§ ФРАГМЕНТ ТЕКСТА:
########################################
|
А тут еще вознегодовал Сталин, узнав, что по Берлину применяются 100– и
250-килограммовые бомбы, но редко пятисотки и никогда – тонники. Потребовал
объяснений. Нарком ВМФ Н. Г. Кузнецов, на ком лежала ответственность за
Берлинскую операцию, доложил, что на Эзеле очень короткие и рыхлые грунтовые
аэродромы, а моторы сильно изношены и потому не могут поднять в воздух более
тяжелый груз, висящий на внешних замках. Такой ответ Сталина не удовлетворил, и
он вызвал к себе летчика-испытателя полковника В. К. Коккинаки. На прямой
вопрос – могут ли «ДБ-3» поднимать тонные бомбы – Коккинаки, к ужасу наркома,
простодушно ответил утвердительно.
На другой день наделенный полномочиями представителя Ставки Владимир
Константинович вылетел на истребителе «И-16» к эзельским летчикам с задачей
обеспечить бомбардировку Берлина тонными бомбами.
На месте Коккинаки все понял сразу, но отступать было некуда.
Первый экипаж из группы морской авиации пошел на взлет с тонной бомбой. В конце
полосы, не имея достаточной скорости, самолет еле-еле оторвался, но просел,
зацепил кустарник и на прекращенном взлете разрушился и сгорел. Бомба отлетела
в сторону и, к счастью, не взорвалась. Люди остались целы.
Второй – из тихоновской эскадрильи – с двумя пятисотками, так от земли и не
отошел. За взлетной полосой прогремел взрыв. Экипаж погиб.
Представитель Ставки молчал. Как было ему отказаться от уверений, данных
товарищу Сталину?
Решение, не оглядываясь, принял руководивший боевыми действиями «островитян»
########################################
§ ПЕРЕЧЕНЬ СТРОК:
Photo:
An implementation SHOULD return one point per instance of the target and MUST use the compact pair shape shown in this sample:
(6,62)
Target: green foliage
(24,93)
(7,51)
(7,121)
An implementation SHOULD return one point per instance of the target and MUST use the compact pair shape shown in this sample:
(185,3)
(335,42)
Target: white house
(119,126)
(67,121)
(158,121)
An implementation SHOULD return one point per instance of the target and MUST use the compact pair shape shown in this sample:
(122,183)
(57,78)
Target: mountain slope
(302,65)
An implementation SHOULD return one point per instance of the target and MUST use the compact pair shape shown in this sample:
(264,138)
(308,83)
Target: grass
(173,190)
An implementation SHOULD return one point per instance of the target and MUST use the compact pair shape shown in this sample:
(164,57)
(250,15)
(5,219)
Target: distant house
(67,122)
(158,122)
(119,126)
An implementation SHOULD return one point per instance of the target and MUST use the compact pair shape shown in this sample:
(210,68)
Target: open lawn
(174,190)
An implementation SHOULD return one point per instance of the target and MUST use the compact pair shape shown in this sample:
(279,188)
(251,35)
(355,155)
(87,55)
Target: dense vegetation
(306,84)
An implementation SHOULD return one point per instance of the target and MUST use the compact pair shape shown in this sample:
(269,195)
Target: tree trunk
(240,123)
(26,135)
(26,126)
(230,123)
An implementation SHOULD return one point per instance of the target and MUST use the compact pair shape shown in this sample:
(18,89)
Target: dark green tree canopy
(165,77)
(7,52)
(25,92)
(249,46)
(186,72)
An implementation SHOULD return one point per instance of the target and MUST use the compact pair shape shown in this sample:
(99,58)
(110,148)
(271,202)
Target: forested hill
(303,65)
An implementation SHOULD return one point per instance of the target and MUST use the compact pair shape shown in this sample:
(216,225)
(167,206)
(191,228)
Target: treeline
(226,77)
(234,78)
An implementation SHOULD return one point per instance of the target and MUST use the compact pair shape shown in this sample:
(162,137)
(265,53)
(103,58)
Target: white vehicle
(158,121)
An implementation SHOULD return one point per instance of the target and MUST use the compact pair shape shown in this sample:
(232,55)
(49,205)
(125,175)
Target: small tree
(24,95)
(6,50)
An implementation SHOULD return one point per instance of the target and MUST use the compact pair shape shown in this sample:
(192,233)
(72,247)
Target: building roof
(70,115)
########################################
§ ТРЕБОВАНИЯ:
[1] Выведите часть фрагмента о бомбардировке Берлина, начиная со слов «На месте Коккинаки» и продолжая вплоть до слов «товарищу Сталину?».
[2] Назовите все виды авиабомб по весу, которые упоминаются во фрагменте о бомбардировке Берлина.
Строки взяты из другого источника.

§ ОТВЕТЫ К УПРАЖНЕНИЮ:
[1]
На месте Коккинаки все понял сразу, но отступать было некуда.
Первый экипаж из группы морской авиации пошел на взлет с тонной бомбой. В конце
полосы, не имея достаточной скорости, самолет еле-еле оторвался, но просел,
зацепил кустарник и на прекращенном взлете разрушился и сгорел. Бомба отлетела
в сторону и, к счастью, не взорвалась. Люди остались целы.
Второй – из тихоновской эскадрильи – с двумя пятисотками, так от земли и не
отошел. За взлетной полосой прогремел взрыв. Экипаж погиб.
Представитель Ставки молчал. Как было ему отказаться от уверений, данных
товарищу Сталину?

[2] 100-килограммовые бомбы; 250-килограммовые бомбы; пятисотки; тонные бомбы (тонники).